Goal of the exercise: Every line from the one with "river water, locate" through the end of the entries below should be written out exactly; the pictures should not.

Information supplied:
########

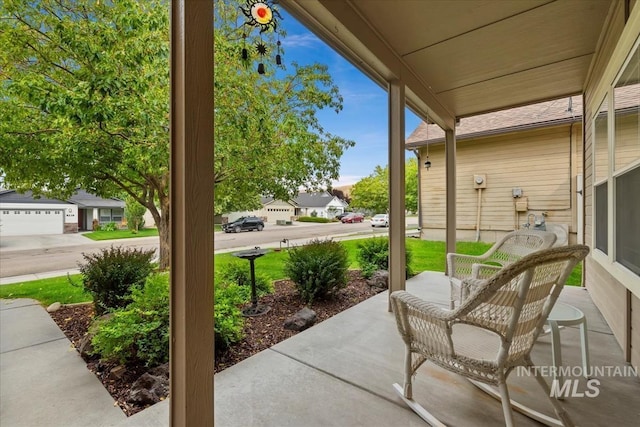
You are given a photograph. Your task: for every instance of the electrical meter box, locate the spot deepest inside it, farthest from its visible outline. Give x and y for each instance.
(522, 204)
(479, 181)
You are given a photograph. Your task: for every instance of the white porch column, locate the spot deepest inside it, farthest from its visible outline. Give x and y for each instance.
(450, 154)
(191, 329)
(397, 268)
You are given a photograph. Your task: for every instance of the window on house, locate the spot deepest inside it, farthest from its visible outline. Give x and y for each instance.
(116, 214)
(105, 215)
(626, 167)
(601, 149)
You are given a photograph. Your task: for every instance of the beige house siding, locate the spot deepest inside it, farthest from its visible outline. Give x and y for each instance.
(543, 163)
(610, 289)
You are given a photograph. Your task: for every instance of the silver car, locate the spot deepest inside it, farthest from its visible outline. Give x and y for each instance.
(380, 220)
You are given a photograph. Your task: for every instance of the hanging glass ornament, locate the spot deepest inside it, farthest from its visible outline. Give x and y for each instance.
(260, 14)
(278, 57)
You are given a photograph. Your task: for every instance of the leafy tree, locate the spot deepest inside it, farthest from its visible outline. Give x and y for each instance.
(372, 192)
(268, 138)
(134, 212)
(84, 101)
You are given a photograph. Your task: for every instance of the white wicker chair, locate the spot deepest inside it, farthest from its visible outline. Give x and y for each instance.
(492, 332)
(510, 248)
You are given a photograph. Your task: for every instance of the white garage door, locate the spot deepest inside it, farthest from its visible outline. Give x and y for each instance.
(25, 222)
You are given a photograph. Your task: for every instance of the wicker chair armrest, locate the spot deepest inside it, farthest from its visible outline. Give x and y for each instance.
(423, 324)
(460, 266)
(484, 271)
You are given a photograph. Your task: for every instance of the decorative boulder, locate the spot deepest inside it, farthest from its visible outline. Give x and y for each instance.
(300, 321)
(379, 280)
(151, 387)
(54, 307)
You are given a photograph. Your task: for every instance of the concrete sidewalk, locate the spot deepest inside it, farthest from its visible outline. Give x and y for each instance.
(43, 380)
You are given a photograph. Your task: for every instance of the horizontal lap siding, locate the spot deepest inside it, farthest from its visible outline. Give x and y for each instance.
(539, 162)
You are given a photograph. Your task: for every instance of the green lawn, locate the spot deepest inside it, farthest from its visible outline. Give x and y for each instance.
(121, 234)
(426, 256)
(48, 291)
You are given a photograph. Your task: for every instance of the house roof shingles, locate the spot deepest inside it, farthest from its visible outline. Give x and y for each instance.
(550, 113)
(81, 198)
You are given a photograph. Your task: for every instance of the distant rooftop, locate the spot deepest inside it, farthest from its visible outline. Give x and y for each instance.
(544, 114)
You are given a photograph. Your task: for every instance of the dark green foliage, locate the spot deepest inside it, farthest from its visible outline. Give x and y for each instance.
(111, 275)
(228, 319)
(313, 219)
(373, 255)
(318, 269)
(240, 273)
(139, 332)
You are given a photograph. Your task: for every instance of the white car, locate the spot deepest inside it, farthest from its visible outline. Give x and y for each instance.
(380, 220)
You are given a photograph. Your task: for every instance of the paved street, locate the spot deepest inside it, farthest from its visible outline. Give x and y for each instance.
(20, 255)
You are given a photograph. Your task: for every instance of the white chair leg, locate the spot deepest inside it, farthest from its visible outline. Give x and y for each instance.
(408, 374)
(559, 410)
(556, 350)
(584, 346)
(506, 404)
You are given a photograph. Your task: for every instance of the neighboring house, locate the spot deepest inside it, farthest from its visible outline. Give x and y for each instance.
(272, 210)
(322, 205)
(517, 166)
(23, 214)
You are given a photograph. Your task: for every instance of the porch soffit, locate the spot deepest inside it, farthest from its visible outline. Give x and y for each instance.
(462, 58)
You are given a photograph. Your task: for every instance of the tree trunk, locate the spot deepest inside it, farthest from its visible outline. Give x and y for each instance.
(161, 218)
(164, 231)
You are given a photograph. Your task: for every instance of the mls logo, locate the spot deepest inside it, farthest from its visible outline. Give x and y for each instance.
(570, 388)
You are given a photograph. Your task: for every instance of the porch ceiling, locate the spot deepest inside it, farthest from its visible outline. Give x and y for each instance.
(462, 58)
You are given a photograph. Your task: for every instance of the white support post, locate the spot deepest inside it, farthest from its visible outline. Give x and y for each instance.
(397, 267)
(450, 154)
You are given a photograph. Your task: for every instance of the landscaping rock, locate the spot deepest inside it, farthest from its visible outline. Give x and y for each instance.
(151, 387)
(300, 321)
(117, 373)
(54, 307)
(379, 280)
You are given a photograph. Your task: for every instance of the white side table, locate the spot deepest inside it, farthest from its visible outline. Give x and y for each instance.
(567, 315)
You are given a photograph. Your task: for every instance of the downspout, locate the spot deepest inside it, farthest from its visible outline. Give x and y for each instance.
(417, 153)
(478, 215)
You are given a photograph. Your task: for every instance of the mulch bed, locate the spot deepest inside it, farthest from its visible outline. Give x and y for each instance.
(261, 332)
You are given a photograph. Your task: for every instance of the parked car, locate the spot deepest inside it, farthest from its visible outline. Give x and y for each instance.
(380, 220)
(248, 223)
(352, 217)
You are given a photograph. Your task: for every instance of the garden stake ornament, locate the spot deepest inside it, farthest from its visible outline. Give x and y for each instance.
(260, 14)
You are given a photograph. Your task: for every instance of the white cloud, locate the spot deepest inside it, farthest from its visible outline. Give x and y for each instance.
(295, 41)
(346, 180)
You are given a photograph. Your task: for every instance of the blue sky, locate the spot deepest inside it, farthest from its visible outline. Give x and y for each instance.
(364, 115)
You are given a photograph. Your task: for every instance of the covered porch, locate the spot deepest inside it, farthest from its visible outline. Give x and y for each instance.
(340, 373)
(444, 60)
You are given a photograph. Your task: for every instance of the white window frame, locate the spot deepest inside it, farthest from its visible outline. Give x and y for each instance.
(621, 273)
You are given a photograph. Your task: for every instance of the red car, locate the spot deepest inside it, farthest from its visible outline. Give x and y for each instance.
(352, 217)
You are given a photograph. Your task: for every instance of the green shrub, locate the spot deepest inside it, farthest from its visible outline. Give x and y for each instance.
(318, 269)
(111, 275)
(313, 219)
(110, 226)
(228, 318)
(373, 255)
(240, 274)
(139, 332)
(134, 212)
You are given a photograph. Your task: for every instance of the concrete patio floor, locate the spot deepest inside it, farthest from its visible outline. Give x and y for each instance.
(341, 371)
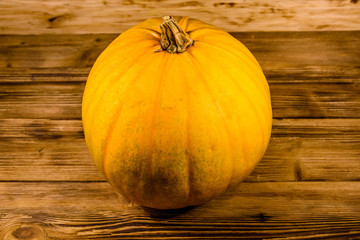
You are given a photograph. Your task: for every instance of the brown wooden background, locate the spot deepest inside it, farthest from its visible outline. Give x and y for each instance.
(307, 186)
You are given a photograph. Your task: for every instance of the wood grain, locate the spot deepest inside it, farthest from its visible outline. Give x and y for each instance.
(306, 186)
(299, 150)
(250, 211)
(110, 16)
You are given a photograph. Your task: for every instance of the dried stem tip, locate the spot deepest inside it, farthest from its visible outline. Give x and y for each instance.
(173, 38)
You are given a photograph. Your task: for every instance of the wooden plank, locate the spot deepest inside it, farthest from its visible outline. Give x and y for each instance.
(110, 16)
(299, 150)
(274, 50)
(252, 211)
(31, 98)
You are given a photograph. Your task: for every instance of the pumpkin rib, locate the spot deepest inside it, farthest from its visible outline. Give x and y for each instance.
(252, 79)
(109, 81)
(188, 155)
(153, 114)
(263, 91)
(117, 115)
(250, 100)
(243, 49)
(96, 87)
(194, 61)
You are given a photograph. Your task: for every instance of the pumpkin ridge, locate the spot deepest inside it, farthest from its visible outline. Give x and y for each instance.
(251, 77)
(90, 124)
(194, 61)
(108, 83)
(117, 116)
(261, 120)
(250, 101)
(153, 113)
(188, 155)
(263, 90)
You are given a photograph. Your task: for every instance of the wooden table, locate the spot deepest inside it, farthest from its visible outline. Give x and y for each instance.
(307, 186)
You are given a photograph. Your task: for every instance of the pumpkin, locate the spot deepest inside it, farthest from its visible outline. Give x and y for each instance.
(175, 111)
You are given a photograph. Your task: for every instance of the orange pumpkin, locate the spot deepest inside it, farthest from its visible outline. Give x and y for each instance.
(175, 111)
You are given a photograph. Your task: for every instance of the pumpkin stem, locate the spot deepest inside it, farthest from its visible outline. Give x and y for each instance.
(173, 38)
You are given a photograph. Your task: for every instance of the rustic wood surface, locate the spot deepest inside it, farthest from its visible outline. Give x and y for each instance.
(307, 186)
(114, 16)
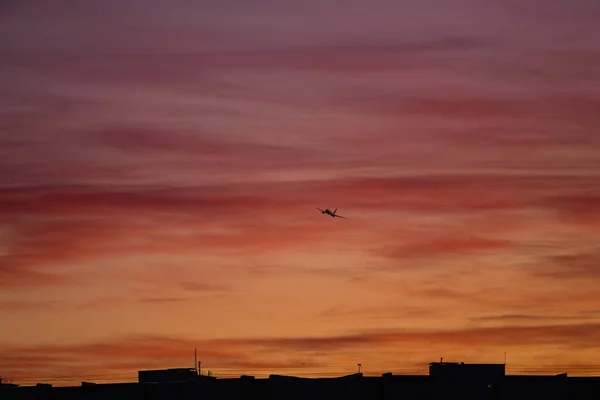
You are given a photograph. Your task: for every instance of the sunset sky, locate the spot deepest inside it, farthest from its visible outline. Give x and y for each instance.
(161, 163)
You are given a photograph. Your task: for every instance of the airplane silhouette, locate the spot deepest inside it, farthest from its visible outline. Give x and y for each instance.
(328, 212)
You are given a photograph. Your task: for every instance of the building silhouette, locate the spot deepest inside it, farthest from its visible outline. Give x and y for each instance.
(448, 380)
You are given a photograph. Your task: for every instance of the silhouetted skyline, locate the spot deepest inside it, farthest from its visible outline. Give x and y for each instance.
(161, 161)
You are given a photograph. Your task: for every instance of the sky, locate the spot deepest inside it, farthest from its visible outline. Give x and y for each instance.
(161, 163)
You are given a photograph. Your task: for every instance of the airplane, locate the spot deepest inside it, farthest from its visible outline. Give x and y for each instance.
(328, 212)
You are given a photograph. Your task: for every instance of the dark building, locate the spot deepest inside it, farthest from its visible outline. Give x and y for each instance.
(447, 380)
(456, 370)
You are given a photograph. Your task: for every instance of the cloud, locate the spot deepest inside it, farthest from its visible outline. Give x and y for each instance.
(275, 354)
(438, 247)
(527, 318)
(585, 266)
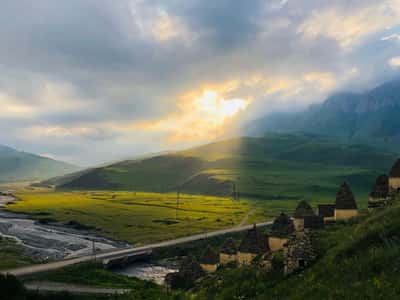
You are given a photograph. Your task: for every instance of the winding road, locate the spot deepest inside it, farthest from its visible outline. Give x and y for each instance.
(36, 269)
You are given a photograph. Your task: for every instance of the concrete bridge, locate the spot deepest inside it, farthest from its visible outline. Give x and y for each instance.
(124, 255)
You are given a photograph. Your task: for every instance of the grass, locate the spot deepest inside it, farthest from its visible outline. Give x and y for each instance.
(275, 167)
(135, 217)
(11, 255)
(357, 260)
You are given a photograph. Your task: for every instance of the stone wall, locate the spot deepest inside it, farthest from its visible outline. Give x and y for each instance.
(298, 224)
(345, 214)
(209, 268)
(245, 259)
(394, 183)
(299, 251)
(276, 243)
(227, 258)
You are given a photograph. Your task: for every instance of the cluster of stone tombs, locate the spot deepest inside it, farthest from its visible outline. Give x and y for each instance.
(385, 188)
(293, 236)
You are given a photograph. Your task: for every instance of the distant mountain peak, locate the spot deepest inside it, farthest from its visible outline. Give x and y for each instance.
(371, 116)
(23, 166)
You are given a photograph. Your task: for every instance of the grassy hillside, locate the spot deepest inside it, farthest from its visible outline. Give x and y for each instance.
(274, 167)
(22, 166)
(356, 261)
(134, 217)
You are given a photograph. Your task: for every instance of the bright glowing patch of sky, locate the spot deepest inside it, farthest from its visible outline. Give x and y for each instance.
(91, 81)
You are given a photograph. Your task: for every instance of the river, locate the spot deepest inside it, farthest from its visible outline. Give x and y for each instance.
(49, 242)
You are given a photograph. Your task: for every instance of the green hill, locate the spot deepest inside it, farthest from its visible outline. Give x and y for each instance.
(274, 167)
(21, 166)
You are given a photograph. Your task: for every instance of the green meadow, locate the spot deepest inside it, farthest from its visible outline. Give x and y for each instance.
(133, 216)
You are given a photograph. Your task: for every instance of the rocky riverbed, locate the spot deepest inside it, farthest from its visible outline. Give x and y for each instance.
(49, 242)
(154, 271)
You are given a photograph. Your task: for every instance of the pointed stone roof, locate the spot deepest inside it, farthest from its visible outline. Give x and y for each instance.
(254, 242)
(345, 198)
(381, 187)
(282, 226)
(229, 247)
(326, 210)
(395, 171)
(303, 210)
(209, 257)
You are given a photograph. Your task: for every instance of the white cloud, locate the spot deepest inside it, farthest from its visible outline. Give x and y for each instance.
(394, 62)
(351, 25)
(392, 37)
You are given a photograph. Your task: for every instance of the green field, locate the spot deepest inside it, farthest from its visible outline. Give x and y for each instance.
(274, 167)
(135, 217)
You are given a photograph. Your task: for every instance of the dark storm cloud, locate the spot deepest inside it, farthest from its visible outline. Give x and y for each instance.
(82, 66)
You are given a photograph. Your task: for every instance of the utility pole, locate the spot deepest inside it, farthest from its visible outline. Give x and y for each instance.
(178, 196)
(94, 249)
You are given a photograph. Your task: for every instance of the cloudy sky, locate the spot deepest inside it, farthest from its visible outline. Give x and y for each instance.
(89, 81)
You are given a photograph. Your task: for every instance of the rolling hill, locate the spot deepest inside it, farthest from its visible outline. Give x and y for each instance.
(274, 167)
(371, 117)
(22, 166)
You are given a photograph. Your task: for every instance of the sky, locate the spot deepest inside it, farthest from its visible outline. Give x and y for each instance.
(91, 81)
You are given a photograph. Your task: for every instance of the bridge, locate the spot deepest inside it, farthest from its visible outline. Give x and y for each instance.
(124, 254)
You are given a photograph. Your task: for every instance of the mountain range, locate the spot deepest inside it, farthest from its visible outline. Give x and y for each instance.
(22, 166)
(371, 117)
(274, 167)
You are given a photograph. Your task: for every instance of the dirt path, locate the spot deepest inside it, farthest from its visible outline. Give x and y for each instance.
(246, 218)
(71, 288)
(36, 269)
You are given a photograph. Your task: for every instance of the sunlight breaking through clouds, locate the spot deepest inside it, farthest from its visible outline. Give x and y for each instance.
(205, 116)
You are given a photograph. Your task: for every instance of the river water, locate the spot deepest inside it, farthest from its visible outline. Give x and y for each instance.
(50, 242)
(46, 242)
(154, 271)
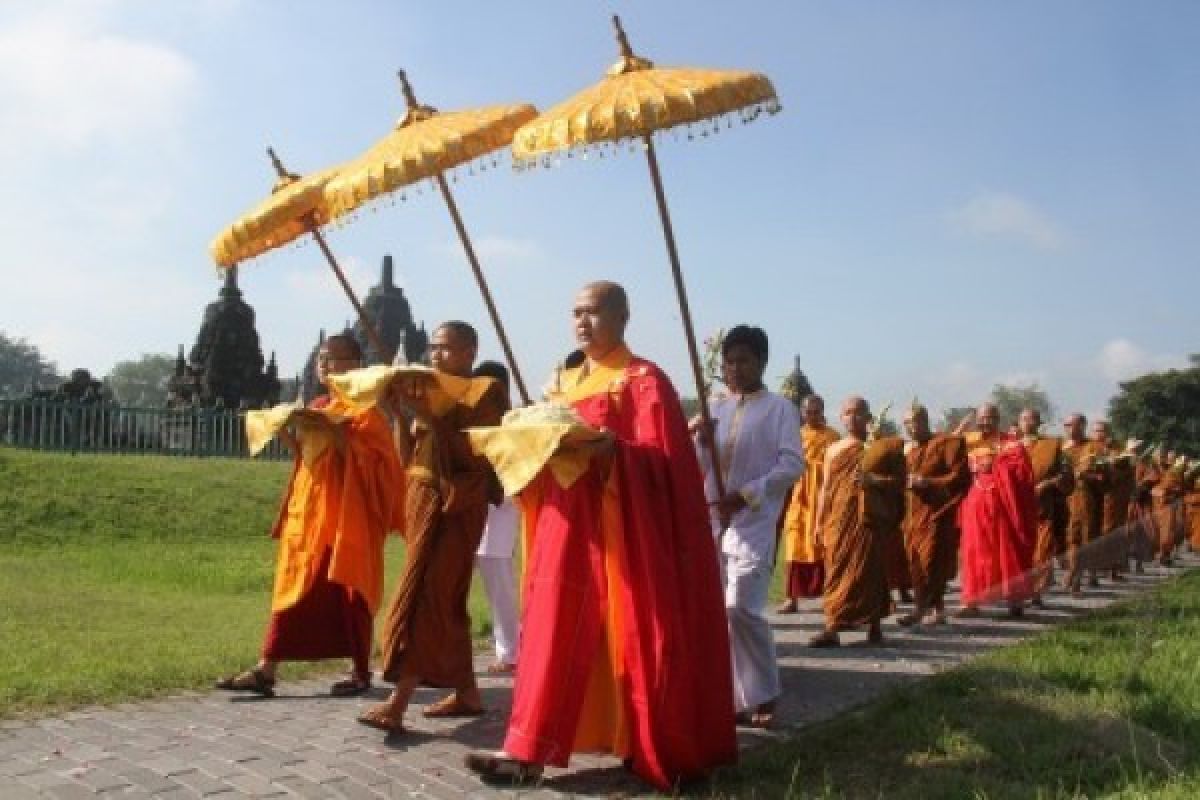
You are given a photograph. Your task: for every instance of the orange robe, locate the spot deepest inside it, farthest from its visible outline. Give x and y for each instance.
(856, 523)
(805, 567)
(426, 632)
(333, 521)
(930, 530)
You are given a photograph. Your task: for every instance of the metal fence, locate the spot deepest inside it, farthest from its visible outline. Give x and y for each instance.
(100, 428)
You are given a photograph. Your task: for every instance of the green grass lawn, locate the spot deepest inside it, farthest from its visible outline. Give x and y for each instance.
(1107, 707)
(130, 576)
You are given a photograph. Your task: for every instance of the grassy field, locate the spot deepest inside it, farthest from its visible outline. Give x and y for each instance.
(127, 577)
(1107, 707)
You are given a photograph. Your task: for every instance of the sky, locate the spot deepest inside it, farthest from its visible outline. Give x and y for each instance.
(955, 194)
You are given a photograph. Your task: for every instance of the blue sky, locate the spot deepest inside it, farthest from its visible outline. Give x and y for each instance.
(955, 194)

########

Response to this task:
You are given a photograph. Your task: for every instance of the river water, locate the spot deepest inside it, farthest from its visible outline. Give x and y for each instance.
(50, 242)
(46, 242)
(154, 271)
You are given a photograph. Your task: for every instance of the orange robe, locate the spot deepest inside it, farthest from its visible outline. Give x and y for each instance.
(856, 523)
(805, 567)
(426, 632)
(333, 521)
(930, 530)
You are given a photograph. Your task: for every instance of the metal fence, locate the spot deepest inside it, farthest from its visible outline. Give x and y for each instance.
(100, 428)
You are given a photograph. Your task: for every instance of the green grass lawn, locate the spot deepest inside it, farthest from its visible outline. Give x and y for each instance.
(1107, 707)
(130, 576)
You are given a photograph. Your task: for every instance of the grassy field, locate the spot deepest inside it, farthest from its visible outline. Give x and y for each instance.
(127, 577)
(1107, 707)
You are given a photograph. Your task: for every instance of the sky, locate the spot deepest inside it, farthest from its visible outline. Give x and y for each instance.
(955, 194)
You are given a photograph. Your task: for every instance of the blue sky, locate the spot deepest inside it, farthest from its visible outline. Give x and y for each instance.
(955, 194)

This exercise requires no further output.